**Check your understanding:**
**a)** Reproduce the essay on treating mental illness word for word, from "I have always been aware of my" up to and including "soonest available psychiatrist.".
**b)** In the essay on treating mental illness, condense the paragraph beginning "I have always been aware of my OCD" into a shorter version that keeps its main facts.

1/9/25
As I end the first week of 2025, I cannot help but reminisce about my incredibly eventful 2024. I can say without a doubt that 2024 was the best year of my life. One of the greatest factors of my wondrous year was treating my mental illnesses.
Around halfway through the year, I decided to “see” a therapist—I put see in quotes because I met with her over Zoom. I originally wanted to immediately see a psychiatrist because I thought therapy to be futile in my case, but my nurse practitioner mother’s recommended psychiatrist was not taking new patients. Upon our first meeting, I told my therapist that I was most concerned with my lack of attention and inability to focus, which I assumed was ADHD. I have never in my life studied for longer than twenty minutes. I legitimately cannot find myself able to focus for very long. What I lack in attentiveness, I make up for in natural intelligence. By the grace of the genetic lottery, I was blessed with a strong memory and incredible acuity. I say this not arrogantly, but factually. I have always succeeded in academics, but never with much effort, which I have always been aware of. However, as college approached, as a college senior, I decided my academic strategies (or lack thereof) would kill me in college. After I listed these worries to my therapist, she simply brushed them off. She found my 4.89 GPA to prove my self-diagnosed ADHD impossible. So, we tackled my next concern: anxiety/OCD.
I have always been aware of my OCD and the anxiety it produces. My mother has severe obsessive-compulsive disorder, and a milder form of it was passed down to me. What an amazing heirloom. Since I was very young, I have done plenty of research on OCD; I’ve written essays, created slideshow presentations, and read academic papers. The most debilitating aspects of my OCD were anxiety and overactive mind activity. Essentially, my mind never stops, and I overanalyze every event that happens or could happen. I listed these concerns to my therapist, to which she responded with pointless mind exercises. “Imagine your anxious thoughts are contained in a Tupperware container and close the lid.” After she told me this, I canceled our meetings and sought the soonest available psychiatrist.

**Source data:**
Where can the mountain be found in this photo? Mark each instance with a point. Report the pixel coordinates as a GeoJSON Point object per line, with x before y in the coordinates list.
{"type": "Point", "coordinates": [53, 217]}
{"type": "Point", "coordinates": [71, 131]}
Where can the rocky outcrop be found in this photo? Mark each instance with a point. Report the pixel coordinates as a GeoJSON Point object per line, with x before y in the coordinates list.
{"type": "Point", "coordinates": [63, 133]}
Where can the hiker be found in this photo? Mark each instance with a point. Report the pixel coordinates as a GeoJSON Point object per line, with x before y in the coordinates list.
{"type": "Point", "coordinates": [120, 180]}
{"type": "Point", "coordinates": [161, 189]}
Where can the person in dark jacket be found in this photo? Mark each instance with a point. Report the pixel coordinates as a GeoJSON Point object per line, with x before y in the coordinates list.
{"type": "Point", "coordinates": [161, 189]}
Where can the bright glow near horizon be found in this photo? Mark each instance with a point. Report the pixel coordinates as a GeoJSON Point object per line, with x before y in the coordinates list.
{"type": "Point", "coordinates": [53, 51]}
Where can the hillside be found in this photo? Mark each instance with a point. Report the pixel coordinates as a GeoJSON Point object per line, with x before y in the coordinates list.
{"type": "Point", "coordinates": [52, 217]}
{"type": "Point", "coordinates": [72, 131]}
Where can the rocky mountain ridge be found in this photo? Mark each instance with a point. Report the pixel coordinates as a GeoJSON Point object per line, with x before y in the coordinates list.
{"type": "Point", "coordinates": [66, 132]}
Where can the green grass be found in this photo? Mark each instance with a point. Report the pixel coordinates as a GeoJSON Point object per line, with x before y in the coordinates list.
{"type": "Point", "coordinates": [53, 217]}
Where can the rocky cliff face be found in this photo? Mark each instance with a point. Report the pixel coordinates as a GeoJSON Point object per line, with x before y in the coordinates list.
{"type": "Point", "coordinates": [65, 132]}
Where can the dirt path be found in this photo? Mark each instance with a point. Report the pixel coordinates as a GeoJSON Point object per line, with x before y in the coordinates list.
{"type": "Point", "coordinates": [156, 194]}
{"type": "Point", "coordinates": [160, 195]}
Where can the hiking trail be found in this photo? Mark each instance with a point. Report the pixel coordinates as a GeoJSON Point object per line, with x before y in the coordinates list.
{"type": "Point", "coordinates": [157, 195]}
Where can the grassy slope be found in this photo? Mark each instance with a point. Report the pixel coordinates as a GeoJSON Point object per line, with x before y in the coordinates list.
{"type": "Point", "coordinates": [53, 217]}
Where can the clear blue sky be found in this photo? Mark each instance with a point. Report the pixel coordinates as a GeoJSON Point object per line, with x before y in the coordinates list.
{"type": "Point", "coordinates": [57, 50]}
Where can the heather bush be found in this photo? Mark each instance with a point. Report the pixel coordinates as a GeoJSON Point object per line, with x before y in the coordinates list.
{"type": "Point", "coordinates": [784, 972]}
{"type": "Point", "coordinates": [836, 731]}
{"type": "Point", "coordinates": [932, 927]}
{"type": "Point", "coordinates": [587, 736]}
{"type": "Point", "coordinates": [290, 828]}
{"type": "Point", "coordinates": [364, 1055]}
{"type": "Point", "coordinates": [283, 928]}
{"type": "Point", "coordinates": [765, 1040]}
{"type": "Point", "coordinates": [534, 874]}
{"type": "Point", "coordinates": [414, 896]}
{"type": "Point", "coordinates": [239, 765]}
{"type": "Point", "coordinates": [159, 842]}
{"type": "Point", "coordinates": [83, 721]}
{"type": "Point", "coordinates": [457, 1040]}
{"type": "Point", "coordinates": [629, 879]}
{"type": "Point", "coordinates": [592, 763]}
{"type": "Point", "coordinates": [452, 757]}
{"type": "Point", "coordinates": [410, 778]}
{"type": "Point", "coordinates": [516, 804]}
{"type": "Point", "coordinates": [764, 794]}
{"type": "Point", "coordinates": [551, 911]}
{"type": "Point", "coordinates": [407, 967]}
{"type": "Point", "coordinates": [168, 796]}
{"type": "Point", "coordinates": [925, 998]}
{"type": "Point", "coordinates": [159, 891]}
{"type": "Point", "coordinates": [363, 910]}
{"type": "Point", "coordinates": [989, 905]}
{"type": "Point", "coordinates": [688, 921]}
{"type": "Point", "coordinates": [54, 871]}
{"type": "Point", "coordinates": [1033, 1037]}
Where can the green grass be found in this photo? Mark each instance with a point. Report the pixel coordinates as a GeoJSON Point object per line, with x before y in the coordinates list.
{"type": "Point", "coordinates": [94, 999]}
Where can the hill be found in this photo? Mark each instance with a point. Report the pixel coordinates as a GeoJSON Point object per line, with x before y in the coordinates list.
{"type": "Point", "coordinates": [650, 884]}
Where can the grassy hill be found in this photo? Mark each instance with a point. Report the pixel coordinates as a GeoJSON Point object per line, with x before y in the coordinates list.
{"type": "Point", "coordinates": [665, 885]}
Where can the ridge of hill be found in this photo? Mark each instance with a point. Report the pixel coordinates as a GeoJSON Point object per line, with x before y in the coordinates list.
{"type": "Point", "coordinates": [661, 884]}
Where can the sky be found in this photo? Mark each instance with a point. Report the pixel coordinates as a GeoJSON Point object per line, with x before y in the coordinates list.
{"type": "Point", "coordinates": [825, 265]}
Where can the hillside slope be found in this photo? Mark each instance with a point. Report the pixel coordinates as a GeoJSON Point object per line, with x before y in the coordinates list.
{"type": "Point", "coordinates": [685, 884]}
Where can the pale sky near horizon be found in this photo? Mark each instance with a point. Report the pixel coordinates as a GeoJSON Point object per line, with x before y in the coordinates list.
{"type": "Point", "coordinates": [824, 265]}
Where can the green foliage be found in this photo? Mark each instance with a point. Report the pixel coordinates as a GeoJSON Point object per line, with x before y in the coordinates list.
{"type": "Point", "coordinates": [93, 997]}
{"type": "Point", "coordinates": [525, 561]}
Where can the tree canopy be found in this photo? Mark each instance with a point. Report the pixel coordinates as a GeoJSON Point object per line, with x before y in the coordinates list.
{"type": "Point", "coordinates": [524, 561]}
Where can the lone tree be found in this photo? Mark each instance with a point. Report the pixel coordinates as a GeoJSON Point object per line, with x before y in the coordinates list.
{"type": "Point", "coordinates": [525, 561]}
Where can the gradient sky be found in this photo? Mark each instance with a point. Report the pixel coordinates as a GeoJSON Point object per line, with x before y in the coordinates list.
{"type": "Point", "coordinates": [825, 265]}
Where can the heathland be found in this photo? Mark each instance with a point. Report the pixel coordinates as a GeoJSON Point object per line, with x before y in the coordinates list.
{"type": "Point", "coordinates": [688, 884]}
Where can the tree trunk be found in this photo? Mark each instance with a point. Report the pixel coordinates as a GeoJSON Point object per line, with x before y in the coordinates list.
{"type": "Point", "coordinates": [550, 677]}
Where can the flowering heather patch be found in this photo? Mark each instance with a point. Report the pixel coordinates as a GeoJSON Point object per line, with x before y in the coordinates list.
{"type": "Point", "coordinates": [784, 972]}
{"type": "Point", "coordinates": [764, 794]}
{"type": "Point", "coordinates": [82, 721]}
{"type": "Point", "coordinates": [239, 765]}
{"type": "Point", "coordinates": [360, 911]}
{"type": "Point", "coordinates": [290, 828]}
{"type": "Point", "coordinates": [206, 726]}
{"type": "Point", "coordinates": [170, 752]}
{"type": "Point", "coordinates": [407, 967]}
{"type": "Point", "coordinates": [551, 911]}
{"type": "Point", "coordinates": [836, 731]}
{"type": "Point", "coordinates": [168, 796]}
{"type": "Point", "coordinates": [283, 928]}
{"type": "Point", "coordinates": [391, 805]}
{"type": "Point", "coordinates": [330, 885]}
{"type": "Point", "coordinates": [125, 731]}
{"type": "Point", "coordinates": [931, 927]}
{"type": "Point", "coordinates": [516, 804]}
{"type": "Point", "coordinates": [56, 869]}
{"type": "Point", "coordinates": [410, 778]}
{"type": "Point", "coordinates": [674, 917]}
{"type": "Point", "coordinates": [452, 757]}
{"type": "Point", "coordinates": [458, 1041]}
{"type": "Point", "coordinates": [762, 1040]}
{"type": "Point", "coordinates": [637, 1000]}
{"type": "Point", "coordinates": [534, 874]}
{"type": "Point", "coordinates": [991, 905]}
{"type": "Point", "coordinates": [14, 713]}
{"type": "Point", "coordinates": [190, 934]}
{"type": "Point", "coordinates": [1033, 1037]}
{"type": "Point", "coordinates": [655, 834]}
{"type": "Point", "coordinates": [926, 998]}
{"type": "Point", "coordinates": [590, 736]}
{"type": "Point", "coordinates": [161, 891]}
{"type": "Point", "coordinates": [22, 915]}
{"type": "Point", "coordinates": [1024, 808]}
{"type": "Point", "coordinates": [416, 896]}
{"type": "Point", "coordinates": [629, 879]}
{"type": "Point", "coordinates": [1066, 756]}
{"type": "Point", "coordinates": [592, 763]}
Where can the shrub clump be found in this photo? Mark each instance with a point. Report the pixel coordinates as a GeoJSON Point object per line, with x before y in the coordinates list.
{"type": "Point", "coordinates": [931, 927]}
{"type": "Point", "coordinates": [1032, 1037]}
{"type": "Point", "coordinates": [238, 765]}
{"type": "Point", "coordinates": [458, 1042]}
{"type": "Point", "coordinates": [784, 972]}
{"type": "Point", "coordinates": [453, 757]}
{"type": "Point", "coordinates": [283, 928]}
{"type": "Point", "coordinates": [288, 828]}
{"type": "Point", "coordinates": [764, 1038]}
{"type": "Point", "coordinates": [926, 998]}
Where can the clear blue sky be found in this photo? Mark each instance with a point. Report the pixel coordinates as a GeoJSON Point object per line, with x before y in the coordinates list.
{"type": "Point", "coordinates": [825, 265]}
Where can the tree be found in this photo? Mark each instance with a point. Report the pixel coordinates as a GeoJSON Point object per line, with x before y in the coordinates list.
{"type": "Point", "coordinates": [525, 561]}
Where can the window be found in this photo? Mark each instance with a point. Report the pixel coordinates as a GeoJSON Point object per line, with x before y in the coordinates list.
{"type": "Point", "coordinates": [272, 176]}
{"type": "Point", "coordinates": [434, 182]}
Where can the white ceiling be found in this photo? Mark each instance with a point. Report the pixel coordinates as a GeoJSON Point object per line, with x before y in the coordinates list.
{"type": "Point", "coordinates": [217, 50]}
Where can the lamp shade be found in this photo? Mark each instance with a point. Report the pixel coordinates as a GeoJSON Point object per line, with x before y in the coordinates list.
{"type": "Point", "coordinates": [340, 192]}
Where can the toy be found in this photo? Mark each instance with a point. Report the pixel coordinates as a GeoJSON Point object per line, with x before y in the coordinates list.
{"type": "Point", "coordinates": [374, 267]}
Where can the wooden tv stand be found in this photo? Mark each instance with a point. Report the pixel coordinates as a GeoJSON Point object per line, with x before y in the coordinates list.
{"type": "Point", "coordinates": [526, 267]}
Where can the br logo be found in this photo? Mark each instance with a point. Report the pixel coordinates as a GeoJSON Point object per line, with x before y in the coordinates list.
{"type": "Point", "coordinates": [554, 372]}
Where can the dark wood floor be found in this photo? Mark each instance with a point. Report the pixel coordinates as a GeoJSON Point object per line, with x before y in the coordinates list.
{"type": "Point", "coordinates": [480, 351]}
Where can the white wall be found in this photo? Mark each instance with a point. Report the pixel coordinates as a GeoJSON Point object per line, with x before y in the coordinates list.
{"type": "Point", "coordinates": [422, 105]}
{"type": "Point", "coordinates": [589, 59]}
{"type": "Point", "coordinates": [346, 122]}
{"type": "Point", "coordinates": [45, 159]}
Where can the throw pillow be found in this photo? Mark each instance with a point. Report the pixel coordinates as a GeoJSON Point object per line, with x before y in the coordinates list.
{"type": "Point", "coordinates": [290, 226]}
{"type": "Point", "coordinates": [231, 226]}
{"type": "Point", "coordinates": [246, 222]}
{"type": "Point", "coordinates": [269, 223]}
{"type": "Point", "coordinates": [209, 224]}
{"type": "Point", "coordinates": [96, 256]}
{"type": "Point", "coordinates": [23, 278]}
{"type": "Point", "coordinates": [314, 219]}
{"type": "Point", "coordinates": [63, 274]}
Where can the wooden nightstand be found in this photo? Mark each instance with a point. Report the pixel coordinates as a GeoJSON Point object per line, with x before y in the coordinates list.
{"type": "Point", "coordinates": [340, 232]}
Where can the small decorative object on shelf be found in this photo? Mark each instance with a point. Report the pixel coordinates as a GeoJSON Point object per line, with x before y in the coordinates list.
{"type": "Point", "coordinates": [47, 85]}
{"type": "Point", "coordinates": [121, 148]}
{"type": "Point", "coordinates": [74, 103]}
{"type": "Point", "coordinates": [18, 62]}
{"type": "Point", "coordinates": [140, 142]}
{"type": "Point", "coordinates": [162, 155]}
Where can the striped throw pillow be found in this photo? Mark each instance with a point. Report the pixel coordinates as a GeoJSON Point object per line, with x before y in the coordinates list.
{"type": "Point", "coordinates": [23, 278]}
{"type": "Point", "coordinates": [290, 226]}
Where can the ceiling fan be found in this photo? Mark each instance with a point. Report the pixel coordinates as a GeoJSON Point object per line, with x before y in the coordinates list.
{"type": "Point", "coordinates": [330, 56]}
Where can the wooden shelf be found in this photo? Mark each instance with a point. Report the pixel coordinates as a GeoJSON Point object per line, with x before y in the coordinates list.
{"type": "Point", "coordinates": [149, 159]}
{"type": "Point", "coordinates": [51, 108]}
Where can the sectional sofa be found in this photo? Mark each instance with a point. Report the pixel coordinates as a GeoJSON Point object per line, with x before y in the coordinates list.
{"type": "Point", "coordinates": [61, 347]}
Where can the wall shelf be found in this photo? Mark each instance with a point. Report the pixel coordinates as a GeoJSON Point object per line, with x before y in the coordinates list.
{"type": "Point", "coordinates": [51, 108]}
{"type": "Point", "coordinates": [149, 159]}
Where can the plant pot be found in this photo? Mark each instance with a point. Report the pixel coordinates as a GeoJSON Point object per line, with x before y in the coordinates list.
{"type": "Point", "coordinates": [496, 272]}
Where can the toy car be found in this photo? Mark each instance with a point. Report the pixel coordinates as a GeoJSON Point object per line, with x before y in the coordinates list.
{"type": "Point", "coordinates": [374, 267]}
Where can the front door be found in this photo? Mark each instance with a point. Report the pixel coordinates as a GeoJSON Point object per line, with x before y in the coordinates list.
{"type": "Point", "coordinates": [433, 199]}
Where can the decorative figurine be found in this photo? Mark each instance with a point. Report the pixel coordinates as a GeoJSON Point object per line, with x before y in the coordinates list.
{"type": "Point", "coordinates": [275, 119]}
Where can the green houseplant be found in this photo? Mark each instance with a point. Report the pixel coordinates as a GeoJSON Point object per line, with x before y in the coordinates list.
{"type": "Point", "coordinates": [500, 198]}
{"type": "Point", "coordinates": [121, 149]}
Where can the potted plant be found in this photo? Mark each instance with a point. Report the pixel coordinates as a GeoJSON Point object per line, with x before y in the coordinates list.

**List of answers:**
**a)**
I have always been aware of my OCD and the anxiety it produces. My mother has severe obsessive-compulsive disorder, and a milder form of it was passed down to me. What an amazing heirloom. Since I was very young, I have done plenty of research on OCD; I’ve written essays, created slideshow presentations, and read academic papers. The most debilitating aspects of my OCD were anxiety and overactive mind activity. Essentially, my mind never stops, and I overanalyze every event that happens or could happen. I listed these concerns to my therapist, to which she responded with pointless mind exercises. “Imagine your anxious thoughts are contained in a Tupperware container and close the lid.” After she told me this, I canceled our meetings and sought the soonest available psychiatrist.

**b)** I have long known about my OCD and the anxiety it causes. I inherited a milder form of it from my mother, who has a severe case. Since childhood, I have researched OCD through essays, slideshow presentations, and academic papers. Its worst effects for me are anxiety and a mind that never stops overanalyzing what happens or could happen. When I told my therapist this, she offered mind exercises I found pointless, such as picturing my anxious thoughts sealed in a Tupperware container. I then canceled our meetings and looked for the soonest available psychiatrist.